- Prompt
With pictures omitted, output the records below exactly as they appear.
------ Source data
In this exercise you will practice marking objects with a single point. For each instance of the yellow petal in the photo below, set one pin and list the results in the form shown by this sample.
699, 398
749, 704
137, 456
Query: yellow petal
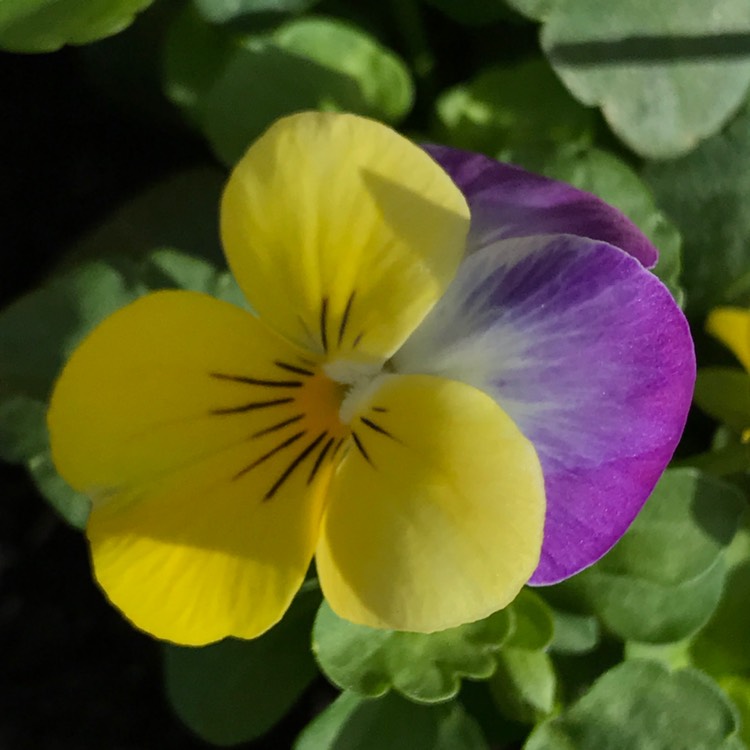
436, 514
342, 233
731, 325
191, 426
------------
- Problem solution
In this exercise you will practice marking objects with a single point. For each instance of the yellow petal in the photo below, set one pin and list the results in the form shown by this sample.
699, 398
749, 704
137, 456
Query: yellow petal
436, 514
342, 233
731, 325
191, 426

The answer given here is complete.